DOCUMENT
WTO: Reform talks sideline dispute settlement, split on development issues
Published in SUNS #10300 dated 30 September 2025

Geneva, 29 Sep (D. Ravi Kanth) — The reform of the World Trade Organization appears to exclude the dispute settlement system – the crucial enforcement pillar – while focusing on curtailing special and differential treatment for developing countries and the principle of consensus-based decision-making, according to people familiar with the development.

At a plenary meeting held last week, the first of its kind in the WTO reform discussions, members remained divided on several issues.

These include curtailing special and differential treatment (S&DT) and the principle of consensus-based decision-making, pursuing plurilateral negotiations over multilateral negotiations, and ensuring the independent and impartial functioning of the WTO Secretariat, among others.

While several industrialized countries appear to be pushing to curtail the availability of special and differential treatment on grounds that self-designation by developing countries is not a “principle” but a mere “practice,” the developing countries seem to have suggested that it is a treaty-bound right for them, said people familiar with the discussions.

On 23 September, China declared that it will not avail itself of special and differential treatment in current and future WTO negotiations while asserting its developing country status.

However, the United States and other industrialized countries reckon that special and differential treatment is only a “practice” and not a “principle”, said people familiar with the negotiations, who preferred not to be quoted.

The divide on consensus-based decision-making, which the WTO Director-General reportedly suggested is responsible for the paralysis in the negotiations, appears to be entrenched.

A large majority of developing countries are insisting on adhering to Article IX of the Marrakesh Agreement that established the WTO in 1995, said people familiar with the development.

Paragraph 1 of Article IX of the Marrakesh Agreement explicitly states that: “The WTO shall continue the practice of decision-making by consensus followed under GATT 1947. Except as otherwise provided, where a decision cannot be arrived at by consensus, the matter at issue shall be decided by voting. At meetings of the Ministerial Conference and the General Council, each Member of the WTO shall have one vote. Where the European Communities exercise their right to vote, they shall have a number of votes equal to the number of their member States which are Members of the WTO. Decisions of the Ministerial Conference and the General Council shall be taken by a majority of the votes cast, unless otherwise provided in this Agreement or in the relevant Multilateral Trade Agreement.”

Items from a labeling collection
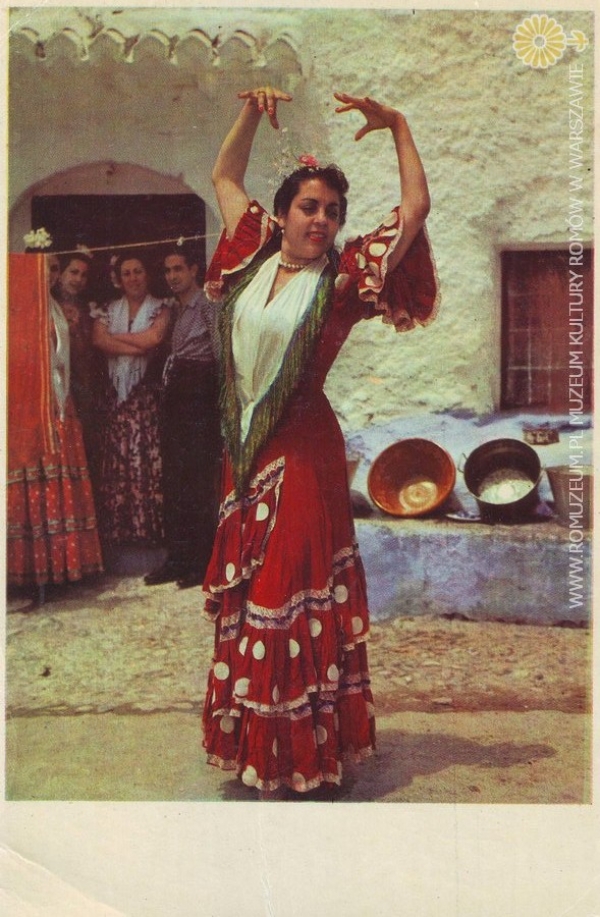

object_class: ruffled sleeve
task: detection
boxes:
[204,201,277,302]
[336,207,439,331]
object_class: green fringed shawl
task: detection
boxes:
[219,246,335,496]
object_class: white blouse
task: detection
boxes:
[232,252,327,442]
[103,295,163,403]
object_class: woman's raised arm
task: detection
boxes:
[92,306,171,357]
[105,306,171,353]
[334,92,431,271]
[212,86,292,238]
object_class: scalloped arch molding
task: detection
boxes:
[11,19,303,71]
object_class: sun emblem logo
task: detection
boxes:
[513,14,567,70]
[513,13,589,70]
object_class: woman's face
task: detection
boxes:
[60,258,89,296]
[119,258,148,300]
[277,178,340,263]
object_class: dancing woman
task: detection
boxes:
[203,87,437,799]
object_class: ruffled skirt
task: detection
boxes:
[7,403,102,586]
[203,394,375,792]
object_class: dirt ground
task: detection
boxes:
[6,576,592,804]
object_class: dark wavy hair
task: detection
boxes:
[273,163,349,226]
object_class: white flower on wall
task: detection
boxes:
[23,226,52,248]
[513,14,567,70]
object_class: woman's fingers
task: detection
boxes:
[238,86,292,128]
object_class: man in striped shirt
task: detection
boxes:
[144,245,222,589]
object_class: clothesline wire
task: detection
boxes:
[36,232,221,255]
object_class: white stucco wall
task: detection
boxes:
[9,8,593,431]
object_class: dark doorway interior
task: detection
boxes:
[31,194,206,301]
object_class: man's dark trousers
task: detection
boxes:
[160,358,222,581]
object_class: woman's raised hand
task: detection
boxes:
[333,92,404,140]
[238,86,292,130]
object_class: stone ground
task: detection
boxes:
[6,575,591,804]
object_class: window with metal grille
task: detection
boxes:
[501,249,593,412]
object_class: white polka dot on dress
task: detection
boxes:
[242,764,258,786]
[214,662,229,681]
[219,715,235,735]
[292,771,306,791]
[333,584,348,605]
[256,503,269,522]
[252,640,267,660]
[316,726,327,745]
[352,615,363,636]
[233,678,250,697]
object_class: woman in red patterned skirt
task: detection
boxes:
[7,255,102,597]
[203,87,437,799]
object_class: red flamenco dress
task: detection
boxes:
[7,254,102,588]
[203,202,437,792]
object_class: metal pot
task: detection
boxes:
[462,439,542,524]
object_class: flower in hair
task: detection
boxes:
[23,226,52,248]
[298,153,321,169]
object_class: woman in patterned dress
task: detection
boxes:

TASKS
**1.** Answer these questions about the article on WTO reform talks:
(a) On what date did China declare that it will not avail itself of special and differential treatment in current and future WTO negotiations?
(b) Which article of the Marrakesh Agreement are a large majority of developing countries insisting on adhering to?
(c) Under that article, how many votes does each WTO member have at meetings of the Ministerial Conference and the General Council?
**2.** Continue the article on WTO reform talks from the point where it stops.

ANSWERS TO THE EXERCISES
**1.**
(a) 23 September
(b) Article IX
(c) One vote

**2.**
China had previously suggested that voting is an option that can be considered after some countries – India and South Africa, in particular – blocked the integration of the Investment Facilitation for Development Agreement (IFDA) into Annex 4 of the WTO Agreement dealing with plurilateral agreements on procedural and systemic grounds, said people familiar with the development.

However, China did not press for voting despite the repeated blocking of the IFDA.

In the past, the US had remained rather evasive on the issue of voting when this issue was raised by a developing country, said people familiar with the development.

During the meeting on WTO reform, some members expressed sharp concern over attempts to exclude the reform of the dispute settlement system from the main negotiating agenda, said people familiar with the development.

With one pillar of the WTO, namely the binding enforcement function, becoming almost paralyzed due to the dysfunctional Appellate Body, the overall WTO reform negotiations are being selectively conducted due to alleged opposition by the US to restoring the two-tier dispute settlement system, said people familiar with the discussions.

DS REFORM

The chair of the WTO’s Dispute Settlement Body (DSB), Ambassador Clare Kelly of New Zealand, on 26 September suggested that trade ministers “should be able to provide a political signal or message that DS reform remains important and work on DS reform should continue” at the WTO’s 14th ministerial conference (MC14), scheduled to be held in Yaounde, Cameroon, on 26-29 March next year.

In a restricted document (Job/DSB/11) issued on 26 September and seen by the SUNS, the chair wrote: “With regard to MC14, I have heard views that Ministers at MC14 should be able to provide a political signal or message that DS reform remains important and work on DS reform should continue.”

Based on her consultations held in July, Ambassador Kelly noted that “all delegations with whom I met recognized that DS reform is one of the most important elements of WTO reform.”

She stated, “different views were expressed on the relationship between them. Although it was generally recognized that the WTO reform and DS reform should take place in parallel tracks.”

As regards the technical work done until now, the chair suggested that it “would be important to preserve that work and build on moving forward.”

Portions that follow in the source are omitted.